(Detection annotation records)
[START]
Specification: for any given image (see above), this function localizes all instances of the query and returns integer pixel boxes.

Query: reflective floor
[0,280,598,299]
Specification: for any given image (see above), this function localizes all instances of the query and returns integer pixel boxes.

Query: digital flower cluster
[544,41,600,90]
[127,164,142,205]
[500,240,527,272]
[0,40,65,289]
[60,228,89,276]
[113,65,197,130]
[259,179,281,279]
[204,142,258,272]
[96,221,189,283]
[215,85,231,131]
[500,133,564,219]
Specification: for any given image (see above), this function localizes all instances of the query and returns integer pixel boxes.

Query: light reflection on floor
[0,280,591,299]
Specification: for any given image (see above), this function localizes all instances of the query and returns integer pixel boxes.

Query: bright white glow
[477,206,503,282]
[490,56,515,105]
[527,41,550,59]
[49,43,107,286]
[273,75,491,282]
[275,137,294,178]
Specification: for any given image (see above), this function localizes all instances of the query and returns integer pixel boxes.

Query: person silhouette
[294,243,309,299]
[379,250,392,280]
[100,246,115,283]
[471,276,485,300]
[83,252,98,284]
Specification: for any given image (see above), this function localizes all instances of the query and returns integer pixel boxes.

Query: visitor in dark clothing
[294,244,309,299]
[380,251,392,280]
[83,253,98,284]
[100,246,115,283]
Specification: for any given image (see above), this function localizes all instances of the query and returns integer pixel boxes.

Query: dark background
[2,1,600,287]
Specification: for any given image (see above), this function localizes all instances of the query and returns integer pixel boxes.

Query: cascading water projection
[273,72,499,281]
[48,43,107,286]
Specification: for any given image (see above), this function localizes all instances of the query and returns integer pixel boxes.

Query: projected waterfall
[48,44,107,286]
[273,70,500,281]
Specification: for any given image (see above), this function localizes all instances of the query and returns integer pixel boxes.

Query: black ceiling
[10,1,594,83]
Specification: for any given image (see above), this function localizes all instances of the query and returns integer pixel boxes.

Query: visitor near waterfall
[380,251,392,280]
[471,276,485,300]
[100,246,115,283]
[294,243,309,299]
[END]
> _What you should do_
Revise the records above so that every "visitor" becomes "person", leaving everything else unchanged.

> _Problem solution_
Specification: for any given image (see above), this function localizes all instances of the query and returns integer pixel boxes.

Query: reflective floor
[0,280,598,299]
Specification: for any given image (see above), this function localizes all instances of the query and returns integer pixel boxes.

Query: digital flower cluster
[544,41,600,90]
[127,164,142,205]
[500,240,527,272]
[0,40,65,289]
[60,228,89,276]
[113,65,197,130]
[259,179,281,279]
[204,142,258,272]
[96,221,189,283]
[215,85,231,131]
[500,133,564,219]
Specification: for any given image (see above), this function localizes all instances of the query and returns integer pixel boxes.

Query: light reflection on floor
[0,280,591,299]
Specification: for any given image (see above), this function localizes all instances of the query and returns integer pixel boxes.

Query: bright white glow
[477,206,503,282]
[490,56,515,105]
[527,41,550,59]
[49,43,107,286]
[273,75,491,282]
[275,137,294,178]
Specification: for any given image (see above), this function localizes all instances of the query and returns integer pixel boxes.

Query: person silhouette
[294,243,309,299]
[379,250,392,280]
[100,246,115,283]
[471,276,485,300]
[83,252,98,284]
Specification: for any given image (see above), this function localizes all instances of the query and returns integer pixel boxes.

Query: person in dark clothing
[294,244,309,299]
[380,251,392,280]
[83,253,98,284]
[100,246,115,283]
Specification: for any given image (see above), this function localizes all instances of the query and returns integer pixel boxes.

Query: dark background
[2,1,600,287]
Specification: for any given image (see above), this function localizes all instances of the query and returns integer pixel boxes.

Query: cascading water projection
[273,72,499,281]
[48,43,107,286]
Specification: for any given image (see above), this function localizes all instances of the query and returns integer pixel boxes.

Query: projected waterfall
[48,44,107,286]
[273,70,500,281]
Specification: for any given image (see above), this function localizes all instances of the query and returns integer pixel boxes.

Query: black ceiling
[10,1,594,83]
Specification: for any given image (see above), this function localizes all instances of the query and returns integer pixel boxes.

Query: person near waterfall
[380,251,392,280]
[471,276,485,300]
[100,246,115,283]
[294,243,309,299]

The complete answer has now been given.